Activity A:
Answer these questions about the story of Sophie the cat, one answer per line, marked the same way:
(i) In what year did Sophie become part of the family?
(ii) At which high school was the kitten found?
(iii) Who jumped up off the sofa when the mewing was heard?
Activity B: In the story of Sophie the cat, rewrite the paragraph beginning "The year is 2002 at Muleshoe High School" as a short bulleted list that keeps its main facts.
Activity C: List every trait that the story of Sophie the cat gives for Sophie in its opening paragraph.

Selected excerpt:
▬▬▬▬▬▬
We lost Sophie the other day. She had been a part of our family since 2002, an even-tempered, soft-spoken, really sweet cat with a short tail and a coat of silky long hair that in some places was at least three inches long, maybe four!
Sophie came to live with us under unusual circumstances. I have told the story before, but it’s a fun story, one worth telling again.
The year is 2002 at Muleshoe High School, homecoming, and the kids are back at school Monday evening to decorate the halls and classroom doors for the week’s activities. I am there as well, and the kids are busy getting the job done. The next morning several of us are in the workroom getting ready for the day when, all of a sudden, we all hear a quiet meow, meow, meow. Mr. Mardis jumps up off the sofa, from which the mewing seems to be coming, and we all exclaim the obvious-“That’s a kitten!”
About that time the bell rings for first period to begin, so I leave not knowing what will be done to find this kitten who must have wandered in the night before, as the doors were wide open while the kids were coming and going while they decorated.
After first period I scoot back into the workroom to see how the search and rescue is going. The sofa is turned on its side, the back fabric has been slit open, and Coach Wood, all six foot-something of him is on the floor with his arm jammed into the sofa trying to reach this kitten.
▬▬▬▬▬▬
Exercise data:
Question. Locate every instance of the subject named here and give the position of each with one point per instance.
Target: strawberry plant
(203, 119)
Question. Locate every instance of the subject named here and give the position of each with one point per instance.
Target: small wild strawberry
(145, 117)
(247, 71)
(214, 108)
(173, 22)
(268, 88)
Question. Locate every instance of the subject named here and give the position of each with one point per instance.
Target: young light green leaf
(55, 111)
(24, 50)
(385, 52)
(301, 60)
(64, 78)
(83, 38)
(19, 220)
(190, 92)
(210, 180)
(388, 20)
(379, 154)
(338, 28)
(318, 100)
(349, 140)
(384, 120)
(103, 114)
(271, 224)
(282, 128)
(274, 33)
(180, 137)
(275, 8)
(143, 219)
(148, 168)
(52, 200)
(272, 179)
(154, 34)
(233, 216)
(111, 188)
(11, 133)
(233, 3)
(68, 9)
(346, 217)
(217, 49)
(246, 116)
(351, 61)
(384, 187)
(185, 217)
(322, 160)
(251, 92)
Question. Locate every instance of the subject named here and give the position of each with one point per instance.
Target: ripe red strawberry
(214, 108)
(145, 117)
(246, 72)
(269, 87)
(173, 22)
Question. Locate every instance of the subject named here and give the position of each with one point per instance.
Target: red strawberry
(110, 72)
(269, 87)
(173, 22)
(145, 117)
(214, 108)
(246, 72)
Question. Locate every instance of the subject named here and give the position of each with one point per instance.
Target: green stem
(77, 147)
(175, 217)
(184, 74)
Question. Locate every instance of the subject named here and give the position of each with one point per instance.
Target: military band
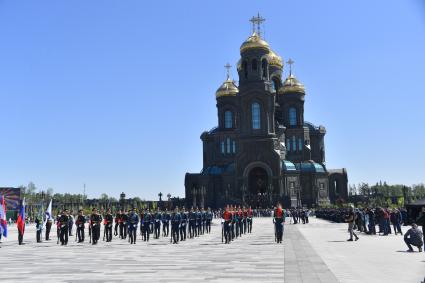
(195, 222)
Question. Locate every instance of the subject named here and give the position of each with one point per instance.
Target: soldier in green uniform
(95, 221)
(108, 225)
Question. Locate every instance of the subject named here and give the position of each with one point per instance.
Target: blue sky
(115, 94)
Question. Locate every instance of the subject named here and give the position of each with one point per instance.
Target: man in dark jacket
(413, 237)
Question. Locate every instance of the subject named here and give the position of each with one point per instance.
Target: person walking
(413, 237)
(350, 219)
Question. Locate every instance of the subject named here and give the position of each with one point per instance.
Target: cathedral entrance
(257, 187)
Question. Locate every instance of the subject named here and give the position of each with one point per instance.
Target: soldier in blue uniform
(157, 224)
(209, 217)
(183, 225)
(204, 220)
(192, 223)
(147, 217)
(198, 222)
(165, 223)
(133, 220)
(175, 225)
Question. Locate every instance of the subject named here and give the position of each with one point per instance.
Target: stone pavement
(371, 259)
(252, 258)
(317, 252)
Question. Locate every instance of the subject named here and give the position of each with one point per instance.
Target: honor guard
(165, 223)
(48, 227)
(183, 225)
(198, 222)
(147, 217)
(39, 228)
(124, 224)
(157, 224)
(226, 227)
(175, 225)
(249, 219)
(117, 222)
(244, 220)
(107, 222)
(63, 222)
(95, 221)
(204, 220)
(80, 222)
(240, 221)
(279, 218)
(133, 220)
(209, 217)
(192, 223)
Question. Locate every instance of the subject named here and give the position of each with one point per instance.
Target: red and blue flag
(21, 218)
(3, 219)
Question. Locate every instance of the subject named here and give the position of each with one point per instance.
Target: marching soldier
(63, 224)
(157, 224)
(240, 220)
(80, 222)
(183, 224)
(165, 223)
(133, 220)
(227, 220)
(192, 223)
(48, 227)
(249, 219)
(39, 228)
(117, 222)
(198, 222)
(175, 225)
(147, 217)
(244, 221)
(108, 225)
(279, 219)
(209, 217)
(95, 221)
(124, 224)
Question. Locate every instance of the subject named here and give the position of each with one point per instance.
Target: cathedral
▬▬▬▬▬▬
Solution A:
(i) 2002
(ii) Muleshoe High School
(iii) Mr. Mardis

Solution B:
- In 2002, during homecoming at Muleshoe High School, students came back Monday evening to decorate the halls and classroom doors.
- The narrator was there too while the students worked.
- The next morning, several people in the workroom heard a quiet mewing.
- The sound seemed to come from the sofa. Mr. Mardis jumped up off it, and everyone exclaimed, "That's a kitten!"

Solution C:
- Even-tempered
- Soft-spoken
- Really sweet
- A short tail
- A coat of silky long hair, at least three inches long in some places, maybe four